:: Aufgaben ::
- a) Schreib aus dem Text über die Bundestagsabstimmung zum Bundeswehreinsatz die Stelle zwischen „Parlamentsarmee wird die“ und „7 enthalten sich.“ ab, beide Wortgruppen eingeschlossen.
- b) Führe den folgenden Text über die Bundestagsabstimmung zum Bundeswehreinsatz im Anschluss an seinen letzten Satz weiter.

:: Textabschnitt ::
━━━━━━━━━━━━━━━━━━━━━━━━━━━━━━

Dabei geht es um den aktuell größten Bundeswehreinsatz, zu dessen Beginn niemand weiß, wann und wie er enden wird. Wie tief wird Deutschland in die Kriege, Kämpfe und Krisen in Syrien und im Irak verstrickt? Kann es zu einer Eskalation mit Russland kommen? Werden wieder Bundeswehrsoldaten sterben? Kommen die westlichen Armeen ohne Bodentruppen aus? Steigt die Terrorgefahr in Deutschland?
Parlamentsarmee wird die Bundeswehr genannt, weil - weitgehend einzigartig in der Welt - die letzte Entscheidung über einen Militäreinsatz nicht bei der Regierung, sondern beim Bundestag liegt. Nato-Partner macht das immer wieder nervös, weil sie fürchten, dass Deutschland zu lange brauche, bis die Armee losmarschieren kann.
Es geht aber alles ganz schnell: Erst am Dienstag bekommen die Volksvertreter den Entwurf der Regierung, tags darauf gibt es die erste Lesung im Bundestag. Schon am Freitag stimmen 445 von ihnen dafür, 145 dagegen und 7 enthalten sich.
Die kleine Opposition von Linken und Grünen hatte am Morgen noch die Verlängerung der Beratung beantragt. Ohne Erfolg. SPD-Verteidigungsexperte Rainer Arnold freut sich, dass damit der Verdacht beseitigt sei, der sogenannte deutsche Parlamentsvorbehalt könnte Einsätze verzögern. Die Parlamentarische Geschäftsführerin der Linken, Petra Sitte, klagt dagegen: «Wir wollen uns eben als Opposition nicht im Tornado-Tempo in den Krieg ziehen lassen.»
Britta Haßelmann, Parlamentarische Geschäftsführerin der Grünen, schimpft, die große Koalition nehme weder die Bundeswehr noch die Abgeordneten ernst. Union und SPD hätten mehr Widerstand befürchtet, wenn länger nachgedacht worden wäre. Vor allem von Sozialdemokraten, deren Parteichef Sigmar Gabriel in der nächsten Woche einen Parteitag bestehen müsse. Fast ein Sechstel der SPD-Abgeordneten stimmt dann auch mit Nein. Bei der Union sind es zwei Mitglieder. Drei Grünen- Politiker stimmen wiederum mit Ja, die Linken geschlossen dagegen.

━━━━━━━━━━━━━━━━━━━━━━━━━━━━━━

[Einträge eines Datensatzes]
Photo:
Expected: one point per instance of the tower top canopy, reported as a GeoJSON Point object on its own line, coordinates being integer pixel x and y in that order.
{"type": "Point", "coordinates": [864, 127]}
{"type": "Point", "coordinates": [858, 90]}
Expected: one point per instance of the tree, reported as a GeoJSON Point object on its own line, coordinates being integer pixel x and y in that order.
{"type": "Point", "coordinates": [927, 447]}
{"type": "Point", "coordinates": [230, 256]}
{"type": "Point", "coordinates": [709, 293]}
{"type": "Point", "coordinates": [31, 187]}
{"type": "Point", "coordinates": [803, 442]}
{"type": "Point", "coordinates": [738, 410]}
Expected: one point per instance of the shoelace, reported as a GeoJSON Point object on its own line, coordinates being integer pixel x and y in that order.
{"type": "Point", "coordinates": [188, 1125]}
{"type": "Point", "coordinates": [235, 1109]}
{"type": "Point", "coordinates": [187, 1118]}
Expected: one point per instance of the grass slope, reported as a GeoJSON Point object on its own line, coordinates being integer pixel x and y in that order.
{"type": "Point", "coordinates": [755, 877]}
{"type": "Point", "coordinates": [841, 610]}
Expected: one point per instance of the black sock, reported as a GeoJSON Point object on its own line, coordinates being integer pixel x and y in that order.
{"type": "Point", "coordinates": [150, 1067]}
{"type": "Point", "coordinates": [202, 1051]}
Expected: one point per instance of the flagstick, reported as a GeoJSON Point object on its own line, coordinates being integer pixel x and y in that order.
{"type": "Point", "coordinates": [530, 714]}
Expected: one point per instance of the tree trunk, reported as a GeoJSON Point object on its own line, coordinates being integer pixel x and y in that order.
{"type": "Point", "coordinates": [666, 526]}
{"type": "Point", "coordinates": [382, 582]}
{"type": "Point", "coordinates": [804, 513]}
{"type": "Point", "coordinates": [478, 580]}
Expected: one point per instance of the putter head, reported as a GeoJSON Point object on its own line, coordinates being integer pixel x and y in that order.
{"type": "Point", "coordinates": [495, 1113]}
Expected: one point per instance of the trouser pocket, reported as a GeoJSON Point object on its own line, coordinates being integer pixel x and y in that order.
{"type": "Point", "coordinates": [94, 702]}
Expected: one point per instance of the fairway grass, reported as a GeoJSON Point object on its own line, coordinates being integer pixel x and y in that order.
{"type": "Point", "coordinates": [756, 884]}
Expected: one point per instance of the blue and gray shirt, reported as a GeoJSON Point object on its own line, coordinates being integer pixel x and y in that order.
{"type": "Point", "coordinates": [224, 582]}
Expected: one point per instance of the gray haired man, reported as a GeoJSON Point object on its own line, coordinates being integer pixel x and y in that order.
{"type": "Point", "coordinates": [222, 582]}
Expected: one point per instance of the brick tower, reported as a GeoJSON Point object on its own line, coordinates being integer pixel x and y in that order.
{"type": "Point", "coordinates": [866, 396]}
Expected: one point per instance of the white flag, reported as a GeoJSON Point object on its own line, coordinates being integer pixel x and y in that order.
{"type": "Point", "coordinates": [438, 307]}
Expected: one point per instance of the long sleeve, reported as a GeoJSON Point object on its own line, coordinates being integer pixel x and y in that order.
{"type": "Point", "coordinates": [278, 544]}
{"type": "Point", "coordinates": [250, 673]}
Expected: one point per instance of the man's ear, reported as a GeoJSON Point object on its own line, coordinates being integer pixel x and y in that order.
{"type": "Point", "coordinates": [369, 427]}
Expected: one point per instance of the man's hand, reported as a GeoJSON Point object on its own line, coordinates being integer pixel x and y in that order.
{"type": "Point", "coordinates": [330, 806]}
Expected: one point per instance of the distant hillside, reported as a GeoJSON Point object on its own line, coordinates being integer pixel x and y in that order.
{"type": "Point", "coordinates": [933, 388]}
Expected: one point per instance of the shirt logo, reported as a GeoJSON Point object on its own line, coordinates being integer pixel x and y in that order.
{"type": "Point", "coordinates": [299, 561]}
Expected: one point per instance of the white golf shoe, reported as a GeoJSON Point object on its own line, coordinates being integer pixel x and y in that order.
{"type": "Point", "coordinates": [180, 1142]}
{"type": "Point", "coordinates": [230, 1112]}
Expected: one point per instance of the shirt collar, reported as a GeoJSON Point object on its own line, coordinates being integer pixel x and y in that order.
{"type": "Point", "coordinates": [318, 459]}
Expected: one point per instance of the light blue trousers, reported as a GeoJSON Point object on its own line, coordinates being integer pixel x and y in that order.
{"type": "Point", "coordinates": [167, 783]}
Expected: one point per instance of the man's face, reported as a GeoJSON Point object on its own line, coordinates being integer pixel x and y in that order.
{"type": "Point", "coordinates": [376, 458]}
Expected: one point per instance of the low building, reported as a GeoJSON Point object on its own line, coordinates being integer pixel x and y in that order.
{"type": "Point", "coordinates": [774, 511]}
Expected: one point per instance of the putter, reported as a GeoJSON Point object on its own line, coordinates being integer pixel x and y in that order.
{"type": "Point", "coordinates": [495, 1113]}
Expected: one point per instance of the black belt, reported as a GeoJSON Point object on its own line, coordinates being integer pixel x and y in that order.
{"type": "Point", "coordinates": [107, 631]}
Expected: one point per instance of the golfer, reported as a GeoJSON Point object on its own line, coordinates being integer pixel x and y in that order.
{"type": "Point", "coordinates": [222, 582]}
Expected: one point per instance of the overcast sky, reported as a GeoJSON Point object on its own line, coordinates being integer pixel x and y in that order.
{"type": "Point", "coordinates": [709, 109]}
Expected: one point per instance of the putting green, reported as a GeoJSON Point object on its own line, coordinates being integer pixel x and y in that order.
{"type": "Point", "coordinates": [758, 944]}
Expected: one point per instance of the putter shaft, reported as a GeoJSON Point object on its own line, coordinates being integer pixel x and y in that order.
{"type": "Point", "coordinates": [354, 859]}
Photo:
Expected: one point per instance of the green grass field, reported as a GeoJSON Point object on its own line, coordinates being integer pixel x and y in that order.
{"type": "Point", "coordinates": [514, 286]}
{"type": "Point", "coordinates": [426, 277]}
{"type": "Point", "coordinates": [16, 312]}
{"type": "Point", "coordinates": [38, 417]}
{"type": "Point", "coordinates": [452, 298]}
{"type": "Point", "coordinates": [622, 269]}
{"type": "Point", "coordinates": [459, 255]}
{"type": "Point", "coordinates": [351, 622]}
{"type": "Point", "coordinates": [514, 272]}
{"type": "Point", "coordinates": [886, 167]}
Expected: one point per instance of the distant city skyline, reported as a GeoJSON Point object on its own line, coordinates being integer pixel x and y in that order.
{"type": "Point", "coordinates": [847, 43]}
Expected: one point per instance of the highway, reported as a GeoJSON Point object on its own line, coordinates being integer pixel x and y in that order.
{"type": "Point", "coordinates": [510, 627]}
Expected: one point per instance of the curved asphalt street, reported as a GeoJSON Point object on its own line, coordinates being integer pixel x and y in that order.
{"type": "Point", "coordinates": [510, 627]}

━━━━━━━━━━━━━━━━━━━━━━━━━━━━━━

:: Erwartete Antworten ::
- a)
Parlamentsarmee wird die Bundeswehr genannt, weil - weitgehend einzigartig in der Welt - die letzte Entscheidung über einen Militäreinsatz nicht bei der Regierung, sondern beim Bundestag liegt. Nato-Partner macht das immer wieder nervös, weil sie fürchten, dass Deutschland zu lange brauche, bis die Armee losmarschieren kann.
Es geht aber alles ganz schnell: Erst am Dienstag bekommen die Volksvertreter den Entwurf der Regierung, tags darauf gibt es die erste Lesung im Bundestag. Schon am Freitag stimmen 445 von ihnen dafür, 145 dagegen und 7 enthalten sich.

- b)
Merkel ist anwesend, aber nicht als Rednerin vorgesehen. Was sie umtreibt, bleibt an diesem Tag verborgen. Auch sie muss vor Weihnachten noch einen Parteitag bewältigen. Die Union hat zwar kaum Probleme mit dem Syrien-Einsatz, aber dafür mit Merkels Kurs in der Flüchtlingskrise. Untrennbar mit dem Bürgerkrieg in Syrien verbunden.
Nun werden bald deutsche «Tornado»-Aufklärungsflieger über Syrien fliegen. Auch ein Tankflugzeug, das längere Angriffsoperationen ermöglichen soll. Die Fregatte «Augsburg» soll einen französischen Flugzeugträger schützen.
Redner von Union und SPD verweisen auf die zeitgleichen internationalen politischen Bemühungen um einen Waffenstillstand zwischen der Armee von Machthaber Baschar al-Assad und den anderen in Syrien kämpfenden Truppen, eine Übergangsregierung ohne Assad und um einen anschließenden Friedensprozess bei weiterem Kampf gegen den IS. Grüne und Linke beklagen, dass es kein spezielles Mandat der Vereinten Nationen für den Einsatz gibt.
Wagenknecht erinnert daran, dass auch 14 Jahre nach den Terroranschlägen auf die USA die islamistische Gewalt nicht bekämpft ist. Sie mahnt: «Sie bekämpfen den IS damit nicht, sondern machen ihn nur noch stärker.» Und: «Wollen Sie wirklich in einen Wettstreit treten, wer sich aufs Morden besser versteht?»
Das hält CDU-Mann Johann Wadephul für eine «schlimme Entgleisung». Wagenknecht ruft noch: «Bomben schaffen keinen Frieden.» Und Rainer Arnold entgegnet «Aufklärungsflieger sind kein Beitrag zum achtlosen Bombenkrieg.» Sie dienten vielmehr dazu, «präzise militärisch arbeiten zu können».
In solchen Debatten fällt immer wieder auf, wer etwas wie sagt. Von den Koalitionspolitikern sprechen nur wenige von «Kriegseinsatz». Und «präzise militärisch arbeiten» bedeutet im Grunde nichts anderes, als dass die Luftwaffe für Staaten, die in Syrien Angriffe fliegen, Ziele markiert. Also nicht selbst bombt, aber Hinweise gibt, wo genau Bomben auf mutmaßliche IS-Stellungen abgeworfen werden könnten. In der Hoffnung, dass es keine Unschuldigen trifft. Damit hilft Deutschland zu töten. Aber möglichst präzise. (DPA)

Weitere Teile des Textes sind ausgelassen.